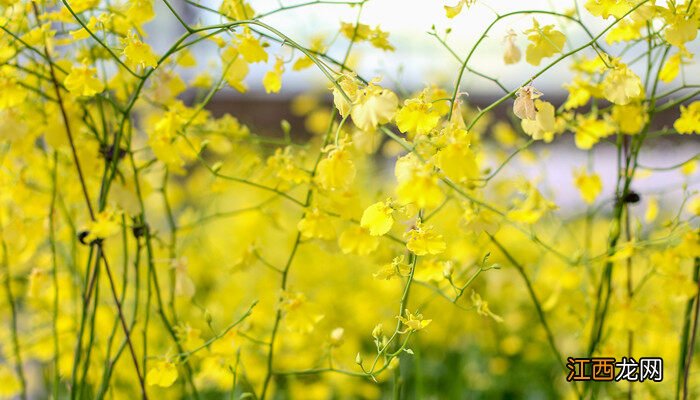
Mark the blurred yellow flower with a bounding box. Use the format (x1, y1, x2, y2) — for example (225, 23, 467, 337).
(147, 361, 178, 388)
(361, 200, 395, 236)
(122, 31, 158, 68)
(236, 29, 268, 63)
(64, 62, 104, 97)
(524, 19, 565, 66)
(674, 101, 700, 134)
(262, 58, 284, 93)
(574, 170, 603, 204)
(316, 144, 356, 191)
(298, 208, 335, 240)
(503, 29, 521, 65)
(405, 221, 446, 256)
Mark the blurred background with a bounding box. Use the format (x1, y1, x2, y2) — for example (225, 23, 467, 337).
(146, 0, 699, 211)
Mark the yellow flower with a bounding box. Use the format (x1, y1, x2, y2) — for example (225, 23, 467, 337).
(0, 365, 21, 398)
(0, 68, 27, 109)
(659, 52, 685, 83)
(503, 29, 521, 65)
(471, 291, 504, 322)
(236, 29, 268, 63)
(444, 0, 475, 18)
(688, 196, 700, 216)
(563, 77, 602, 110)
(298, 208, 335, 240)
(605, 19, 643, 44)
(223, 52, 249, 93)
(350, 82, 398, 131)
(611, 103, 647, 134)
(434, 140, 479, 183)
(280, 291, 324, 333)
(607, 241, 635, 262)
(524, 19, 565, 66)
(332, 74, 360, 118)
(339, 22, 394, 51)
(664, 14, 698, 48)
(405, 221, 446, 256)
(64, 63, 104, 97)
(373, 255, 411, 280)
(262, 57, 284, 94)
(395, 154, 444, 208)
(293, 37, 326, 71)
(585, 0, 634, 19)
(674, 101, 700, 134)
(338, 226, 379, 255)
(397, 309, 432, 331)
(360, 200, 395, 236)
(602, 60, 643, 105)
(574, 170, 603, 204)
(316, 144, 356, 191)
(395, 96, 441, 138)
(682, 160, 697, 175)
(126, 0, 155, 24)
(507, 183, 557, 224)
(219, 0, 255, 20)
(84, 209, 122, 243)
(122, 32, 158, 69)
(573, 114, 615, 149)
(521, 100, 562, 142)
(645, 197, 659, 223)
(266, 147, 309, 187)
(147, 361, 178, 388)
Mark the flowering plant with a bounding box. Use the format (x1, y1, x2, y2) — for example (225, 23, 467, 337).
(0, 0, 698, 398)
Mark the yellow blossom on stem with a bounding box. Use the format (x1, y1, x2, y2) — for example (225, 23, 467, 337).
(507, 183, 557, 224)
(611, 103, 647, 134)
(146, 361, 178, 388)
(521, 100, 562, 142)
(84, 209, 122, 243)
(524, 19, 565, 66)
(122, 31, 158, 69)
(236, 29, 268, 63)
(674, 101, 700, 134)
(444, 0, 476, 18)
(64, 62, 104, 97)
(360, 199, 395, 236)
(263, 57, 284, 94)
(573, 114, 615, 149)
(395, 96, 442, 138)
(373, 255, 411, 280)
(585, 0, 634, 19)
(338, 226, 379, 255)
(298, 208, 335, 240)
(395, 153, 444, 208)
(350, 81, 398, 131)
(316, 143, 356, 191)
(397, 309, 432, 331)
(602, 59, 643, 105)
(405, 221, 446, 256)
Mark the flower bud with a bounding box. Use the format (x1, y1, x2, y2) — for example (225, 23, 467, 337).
(330, 327, 344, 347)
(371, 323, 383, 339)
(355, 353, 363, 365)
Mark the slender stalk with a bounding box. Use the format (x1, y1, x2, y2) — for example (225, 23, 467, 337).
(1, 240, 27, 400)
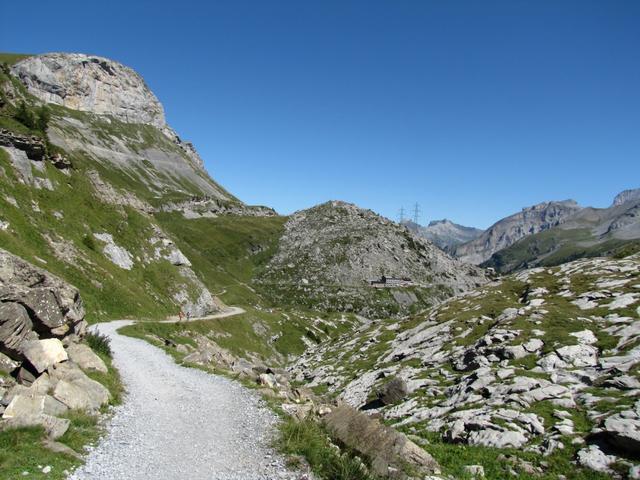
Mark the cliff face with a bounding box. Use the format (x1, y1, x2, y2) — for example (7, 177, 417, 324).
(11, 53, 233, 203)
(12, 53, 166, 128)
(453, 200, 583, 265)
(612, 188, 640, 207)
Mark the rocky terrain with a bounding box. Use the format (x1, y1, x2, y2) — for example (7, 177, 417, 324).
(290, 253, 640, 478)
(258, 201, 487, 316)
(3, 49, 640, 480)
(0, 248, 113, 447)
(485, 189, 640, 273)
(404, 219, 483, 251)
(453, 200, 583, 265)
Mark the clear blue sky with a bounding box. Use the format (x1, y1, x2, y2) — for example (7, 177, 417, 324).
(3, 1, 639, 228)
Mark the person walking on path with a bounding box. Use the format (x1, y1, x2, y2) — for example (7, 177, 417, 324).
(178, 310, 184, 322)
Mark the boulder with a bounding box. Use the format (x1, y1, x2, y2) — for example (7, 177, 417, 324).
(22, 339, 68, 373)
(324, 403, 440, 477)
(378, 376, 408, 406)
(65, 343, 107, 373)
(597, 409, 640, 457)
(577, 445, 615, 473)
(49, 362, 110, 410)
(0, 413, 70, 439)
(0, 351, 19, 374)
(53, 379, 108, 411)
(2, 393, 67, 418)
(0, 302, 35, 359)
(0, 248, 85, 336)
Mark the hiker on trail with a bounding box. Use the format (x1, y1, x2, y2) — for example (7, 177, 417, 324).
(186, 311, 191, 321)
(179, 310, 184, 322)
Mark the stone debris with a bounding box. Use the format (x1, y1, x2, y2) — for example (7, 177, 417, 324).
(0, 249, 109, 441)
(289, 254, 640, 476)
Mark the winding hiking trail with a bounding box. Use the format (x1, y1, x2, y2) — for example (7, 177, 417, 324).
(68, 314, 302, 480)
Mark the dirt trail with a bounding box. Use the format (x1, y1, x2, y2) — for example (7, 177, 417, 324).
(68, 319, 300, 480)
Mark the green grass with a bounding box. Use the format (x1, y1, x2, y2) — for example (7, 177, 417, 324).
(415, 430, 611, 480)
(154, 212, 286, 307)
(0, 52, 32, 66)
(277, 417, 376, 480)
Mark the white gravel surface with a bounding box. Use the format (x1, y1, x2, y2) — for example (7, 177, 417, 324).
(68, 320, 301, 480)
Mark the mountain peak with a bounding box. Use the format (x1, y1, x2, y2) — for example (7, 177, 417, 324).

- **Assignment**
I need the entries printed exactly, with each picture left out.

- **Output of the exercise**
Mark the blurred yellow flower with a bounding box. Use the format (x1, y1, x2, y2) — for example (225, 23, 467, 337).
(147, 361, 178, 388)
(361, 200, 395, 236)
(122, 31, 158, 68)
(236, 29, 268, 63)
(64, 62, 104, 97)
(524, 19, 565, 66)
(674, 101, 700, 134)
(262, 58, 284, 93)
(574, 170, 603, 204)
(316, 144, 356, 191)
(298, 208, 335, 240)
(503, 29, 521, 65)
(405, 221, 446, 256)
Mark the blurred background with a bounding box. Use the format (x1, y1, x2, y2) — for example (225, 23, 467, 337).
(146, 0, 699, 211)
Mark the yellow flower with a bounding box. Use the format (x1, y1, x2, y2) — for example (225, 23, 467, 337).
(0, 365, 21, 398)
(0, 68, 27, 109)
(659, 52, 685, 83)
(503, 29, 521, 65)
(471, 291, 504, 322)
(236, 29, 268, 63)
(444, 0, 475, 18)
(688, 196, 700, 216)
(563, 77, 602, 110)
(298, 208, 335, 240)
(605, 19, 643, 44)
(223, 52, 249, 93)
(350, 82, 398, 131)
(611, 103, 647, 134)
(434, 140, 479, 183)
(280, 291, 324, 333)
(607, 241, 635, 262)
(524, 19, 565, 66)
(332, 74, 360, 118)
(339, 22, 394, 51)
(664, 14, 698, 48)
(405, 221, 446, 256)
(64, 63, 104, 97)
(373, 255, 411, 280)
(262, 57, 284, 94)
(395, 154, 444, 208)
(293, 37, 326, 71)
(585, 0, 634, 19)
(674, 101, 700, 134)
(338, 226, 379, 255)
(397, 309, 432, 331)
(360, 200, 395, 236)
(602, 60, 643, 105)
(574, 170, 603, 204)
(316, 144, 356, 191)
(395, 96, 441, 138)
(682, 160, 697, 175)
(126, 0, 155, 24)
(507, 183, 557, 224)
(219, 0, 255, 20)
(84, 209, 122, 243)
(122, 32, 158, 69)
(573, 114, 615, 149)
(521, 100, 562, 142)
(645, 197, 659, 223)
(266, 147, 309, 187)
(147, 361, 178, 388)
Mark the flowering plant with a bounding box. Use the format (x1, y1, x2, y2) — for example (225, 23, 467, 337).
(0, 0, 698, 398)
Mark the yellow blossom on stem with a bounding box. Use the format (x1, y1, x2, y2) — for example (225, 23, 467, 337).
(507, 183, 557, 224)
(611, 103, 647, 134)
(146, 361, 178, 388)
(521, 100, 562, 142)
(84, 209, 122, 243)
(524, 19, 565, 66)
(122, 31, 158, 69)
(236, 29, 268, 63)
(674, 101, 700, 134)
(444, 0, 476, 18)
(64, 62, 104, 97)
(360, 199, 395, 236)
(263, 57, 284, 94)
(573, 114, 615, 149)
(395, 96, 442, 138)
(373, 255, 411, 280)
(585, 0, 634, 19)
(338, 226, 379, 255)
(298, 208, 335, 240)
(395, 153, 444, 208)
(350, 81, 398, 131)
(316, 143, 356, 191)
(397, 309, 432, 331)
(602, 59, 643, 105)
(405, 221, 446, 256)
Mark the flower bud with a bounding box. Use the format (x1, y1, x2, y2) — for example (225, 23, 467, 337).
(330, 327, 344, 347)
(371, 323, 383, 339)
(355, 353, 363, 365)
Mark the slender stalk with a bounding box. Use the format (x1, y1, x2, y2) — for example (225, 23, 467, 337).
(1, 240, 27, 400)
Mark the cliff face with a bounding box. Use the format (x1, y1, x2, y2) — for example (7, 177, 417, 324).
(11, 53, 233, 203)
(12, 53, 166, 128)
(453, 200, 583, 265)
(612, 188, 640, 207)
Mark the rocky terrain with a bounding box. Use the format (x1, y1, x2, y2) — for example (7, 177, 417, 324).
(290, 253, 640, 478)
(258, 201, 487, 316)
(3, 49, 640, 480)
(0, 248, 113, 447)
(485, 189, 640, 273)
(404, 219, 483, 251)
(453, 200, 583, 265)
Mark the clear blue sky with a bounding box. Use the format (x1, y1, x2, y2) — for example (7, 177, 417, 324).
(3, 1, 639, 228)
Mark the person walking on path with a bounding box. Use the format (x1, y1, x2, y2) — for example (7, 177, 417, 324).
(178, 310, 184, 322)
Mark the boulder with a bounding box. Use the format (x1, y1, x2, y2) — for example (7, 177, 417, 324).
(22, 339, 68, 373)
(324, 403, 440, 477)
(378, 376, 408, 406)
(65, 343, 107, 373)
(597, 409, 640, 457)
(577, 445, 615, 473)
(49, 362, 110, 410)
(0, 413, 70, 439)
(0, 351, 19, 374)
(53, 379, 108, 411)
(2, 393, 67, 418)
(0, 302, 35, 359)
(0, 248, 85, 336)
Mark the hiker on trail with a bounding box. Use the format (x1, y1, x2, y2) — for example (7, 177, 417, 324).
(186, 311, 191, 321)
(179, 310, 184, 322)
Mark the stone debris with a bounding box. Use the format (x1, y1, x2, y2) — for example (7, 177, 417, 324).
(0, 249, 109, 441)
(289, 254, 640, 476)
Mark the winding hiking trail with a bounding box. Use the format (x1, y1, x2, y2) — for example (7, 177, 417, 324).
(68, 314, 302, 480)
Mark the dirt trail with a bounding box. Use the format (x1, y1, x2, y2) — for example (7, 177, 417, 324).
(68, 319, 300, 480)
Mark the green grass with a bounding box. Use the format (x1, y1, x2, y2) — for example (7, 177, 417, 324).
(415, 430, 611, 480)
(154, 212, 286, 307)
(0, 52, 32, 66)
(277, 417, 376, 480)
Mark the white gravel surface with a bounding box. Use the format (x1, y1, x2, y2) — for example (7, 177, 417, 324).
(68, 320, 301, 480)
Mark the mountain peak with a bounding box. Use the format (x1, y1, x2, y2) — for example (7, 177, 417, 324).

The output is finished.